[Materials provided Boundary: Start]

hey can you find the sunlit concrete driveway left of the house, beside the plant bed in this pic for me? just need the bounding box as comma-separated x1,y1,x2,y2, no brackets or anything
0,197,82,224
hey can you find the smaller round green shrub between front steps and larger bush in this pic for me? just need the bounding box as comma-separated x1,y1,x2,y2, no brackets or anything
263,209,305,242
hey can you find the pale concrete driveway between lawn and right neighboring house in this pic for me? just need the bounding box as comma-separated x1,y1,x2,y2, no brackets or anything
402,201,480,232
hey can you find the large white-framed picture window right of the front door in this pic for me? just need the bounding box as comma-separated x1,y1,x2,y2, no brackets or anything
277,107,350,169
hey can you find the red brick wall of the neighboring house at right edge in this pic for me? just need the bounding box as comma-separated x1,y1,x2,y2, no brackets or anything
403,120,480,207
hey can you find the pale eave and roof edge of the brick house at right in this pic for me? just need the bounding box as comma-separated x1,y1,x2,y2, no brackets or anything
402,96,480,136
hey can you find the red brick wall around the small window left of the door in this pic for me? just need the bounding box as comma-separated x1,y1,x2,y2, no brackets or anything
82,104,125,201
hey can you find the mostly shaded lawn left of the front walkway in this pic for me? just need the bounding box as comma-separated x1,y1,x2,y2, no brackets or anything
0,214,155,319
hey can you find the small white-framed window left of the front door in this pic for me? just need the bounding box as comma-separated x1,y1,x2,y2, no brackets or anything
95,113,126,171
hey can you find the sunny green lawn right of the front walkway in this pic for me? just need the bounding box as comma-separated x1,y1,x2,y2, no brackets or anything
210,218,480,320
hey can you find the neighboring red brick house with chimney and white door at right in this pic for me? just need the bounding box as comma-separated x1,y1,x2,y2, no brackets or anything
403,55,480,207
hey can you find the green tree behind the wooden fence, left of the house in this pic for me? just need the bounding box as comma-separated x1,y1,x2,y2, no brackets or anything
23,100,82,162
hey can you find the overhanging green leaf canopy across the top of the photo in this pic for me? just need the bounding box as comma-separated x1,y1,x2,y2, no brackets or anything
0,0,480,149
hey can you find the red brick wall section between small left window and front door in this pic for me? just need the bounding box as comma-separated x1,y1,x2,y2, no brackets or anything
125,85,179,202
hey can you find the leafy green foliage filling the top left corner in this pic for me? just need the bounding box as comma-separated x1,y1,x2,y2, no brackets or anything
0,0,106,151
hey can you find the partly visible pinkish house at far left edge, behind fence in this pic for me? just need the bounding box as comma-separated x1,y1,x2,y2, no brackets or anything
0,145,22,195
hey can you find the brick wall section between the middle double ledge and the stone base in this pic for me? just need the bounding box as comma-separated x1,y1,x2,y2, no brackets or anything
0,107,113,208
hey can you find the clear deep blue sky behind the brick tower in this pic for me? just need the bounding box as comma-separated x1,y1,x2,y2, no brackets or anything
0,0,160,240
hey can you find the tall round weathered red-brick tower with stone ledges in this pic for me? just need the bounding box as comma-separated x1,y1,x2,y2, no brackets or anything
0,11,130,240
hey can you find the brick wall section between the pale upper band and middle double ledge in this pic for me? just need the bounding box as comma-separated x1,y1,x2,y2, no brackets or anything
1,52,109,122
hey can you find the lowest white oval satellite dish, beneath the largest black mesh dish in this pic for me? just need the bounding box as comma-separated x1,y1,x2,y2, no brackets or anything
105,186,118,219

[Materials provided Boundary: End]

● **Try it**: Repeat all of the material, exactly as it reads.

● **Solution to this problem**:
hey can you find the sunlit concrete driveway left of the house, beside the plant bed in this pic for me? just need the bounding box as comma-separated x1,y1,x2,y2, no brackets or anything
0,197,82,224
hey can you find the smaller round green shrub between front steps and larger bush in this pic for me? just need the bounding box as comma-separated x1,y1,x2,y2, no brackets or anything
263,209,305,242
hey can you find the pale concrete driveway between lawn and right neighboring house in this pic for me? just need the bounding box as comma-separated x1,y1,x2,y2, no brackets or anything
402,201,480,232
hey can you find the large white-framed picture window right of the front door in this pic for me? just need the bounding box as comma-separated x1,y1,x2,y2, no brackets or anything
277,107,350,169
hey can you find the red brick wall of the neighboring house at right edge in this pic for me? just need the bounding box as comma-separated x1,y1,x2,y2, no brackets or anything
403,120,480,207
hey can you find the pale eave and roof edge of the brick house at right in this pic for me? just need the bounding box as comma-separated x1,y1,x2,y2, no brackets or anything
402,96,480,136
hey can you find the red brick wall around the small window left of the door in this pic for me? just need the bounding box as comma-separated x1,y1,x2,y2, no brackets or anything
82,104,125,201
hey can you find the mostly shaded lawn left of the front walkway in this pic for me? just need the bounding box as comma-separated x1,y1,x2,y2, no brackets or anything
0,214,155,319
hey can you find the small white-framed window left of the front door in this pic for me? just need the bounding box as comma-separated x1,y1,x2,y2, no brackets or anything
95,113,126,171
hey can you find the sunny green lawn right of the front walkway in this pic for me? just need the bounding box as comma-separated x1,y1,x2,y2, no brackets or anything
210,218,480,320
hey can you find the neighboring red brick house with chimney and white door at right in this pic for me? just need the bounding box as comma-separated x1,y1,x2,y2, no brackets or anything
403,55,480,207
hey can you find the green tree behind the wooden fence, left of the house in this pic for me? just need the bounding box as comma-separated x1,y1,x2,y2, no brackets or anything
23,100,82,162
hey can you find the overhanging green leaf canopy across the top of the photo in this pic for me? just need the bounding box as comma-separated x1,y1,x2,y2, no brackets or anything
0,0,480,149
hey can you find the red brick wall section between small left window and front door in this pic for me? just need the bounding box as comma-separated x1,y1,x2,y2, no brackets or anything
125,85,179,202
hey can you find the leafy green foliage filling the top left corner in this pic for me? just need the bounding box as comma-separated x1,y1,x2,y2, no brackets or anything
0,0,106,151
hey can you find the partly visible pinkish house at far left edge, behind fence in this pic for me? just need the bounding box as comma-separated x1,y1,x2,y2, no brackets or anything
0,145,22,195
hey can you find the brick wall section between the middle double ledge and the stone base in this pic for me? just need the bounding box as comma-separated x1,y1,x2,y2, no brackets or anything
0,107,113,208
hey can you find the clear deep blue sky behind the brick tower in this pic for me? just need the bounding box as comma-separated x1,y1,x2,y2, no brackets or anything
0,0,160,240
hey can you find the tall round weathered red-brick tower with stone ledges in this pic for me? just need the bounding box as comma-separated x1,y1,x2,y2, no brackets or anything
0,11,130,240
hey can you find the brick wall section between the pale upper band and middle double ledge in this pic for me? just need the bounding box as comma-separated x1,y1,x2,y2, no brackets or anything
1,52,109,122
hey can you find the lowest white oval satellite dish, beneath the largest black mesh dish in this pic for me? just need the bounding box as comma-separated x1,y1,x2,y2, no brackets or anything
105,186,118,219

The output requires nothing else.